══ Available data

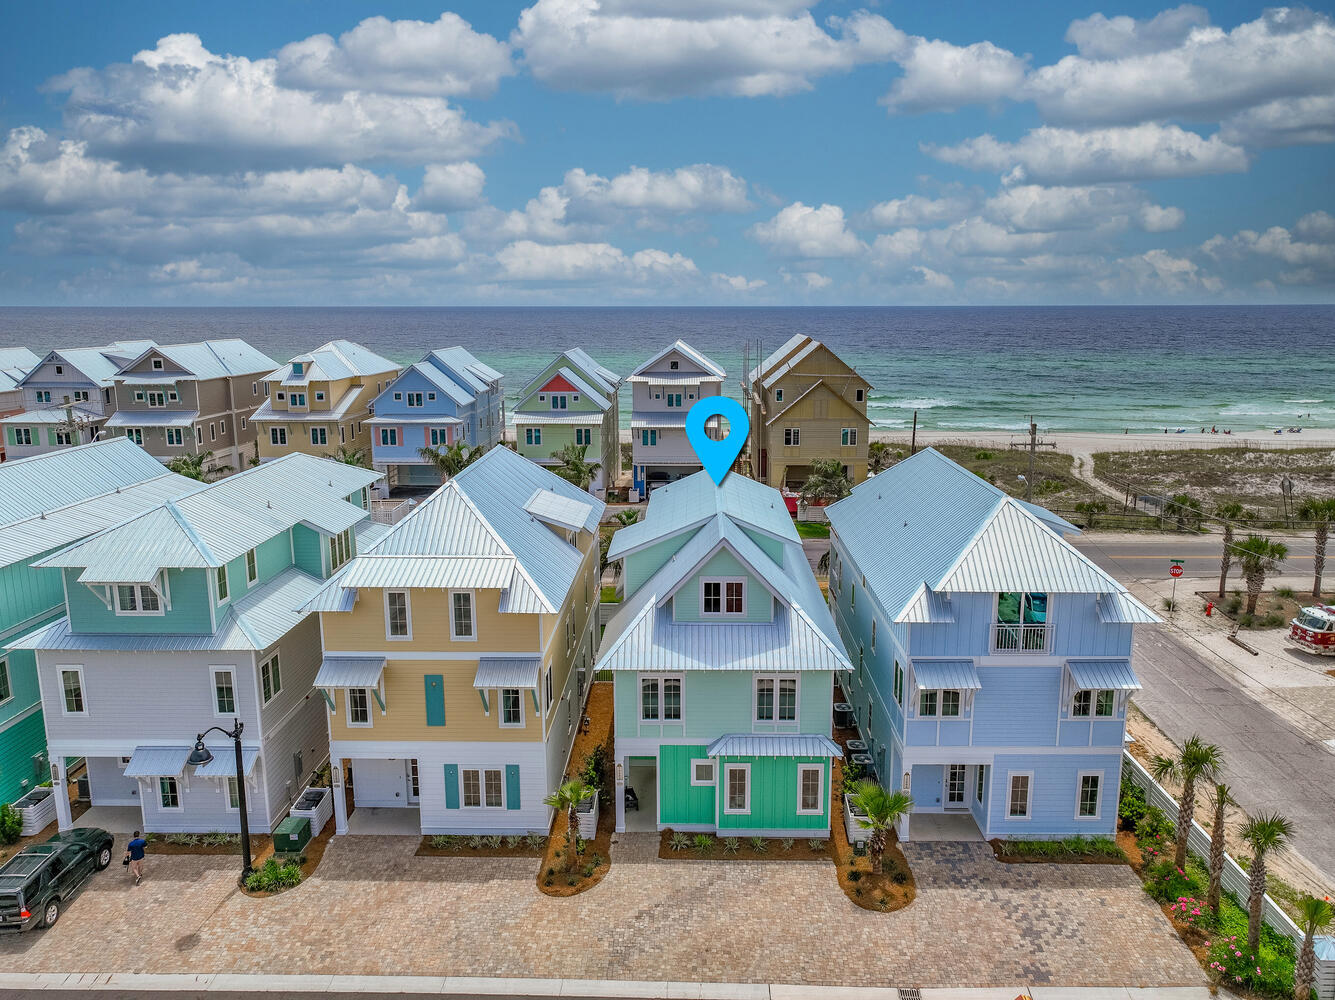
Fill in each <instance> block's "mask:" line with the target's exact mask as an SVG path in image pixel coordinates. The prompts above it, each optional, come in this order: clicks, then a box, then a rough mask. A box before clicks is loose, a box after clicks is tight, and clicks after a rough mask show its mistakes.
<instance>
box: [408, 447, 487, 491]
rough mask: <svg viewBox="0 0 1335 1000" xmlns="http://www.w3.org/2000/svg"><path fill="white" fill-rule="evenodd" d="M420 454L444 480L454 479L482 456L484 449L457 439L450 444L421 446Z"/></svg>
mask: <svg viewBox="0 0 1335 1000" xmlns="http://www.w3.org/2000/svg"><path fill="white" fill-rule="evenodd" d="M418 454H419V455H422V458H425V459H426V461H427V462H430V463H431V465H434V466H435V470H437V471H438V473H439V474H441V479H442V482H443V481H446V479H453V478H454V477H455V475H458V474H459V473H462V471H463V470H465V469H467V467H469V466H470V465H473V463H474V462H475V461H478V459H479V458H482V449H481V447H469V446H467V445H465V443H463V442H462V441H457V442H454V443H453V445H449V446H443V445H435V446H431V447H419V449H418Z"/></svg>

════

→ **Work instruction**: Repeat only the lines between the start of the data and the line with "box: [408, 447, 487, 491]", including those two lines, and skip the pictures.

→ **Response area**:
Fill in each <instance> block's "mask:" line with the target's exact mask as an SVG path in image pixel coordinates. The prompts above it, each optional, come in this order: clicks, then a box, then a rough mask. A box before clicks is loose, a box after clicks is tight, and clicks after a rough mask show its mistakes.
<instance>
box: [408, 447, 487, 491]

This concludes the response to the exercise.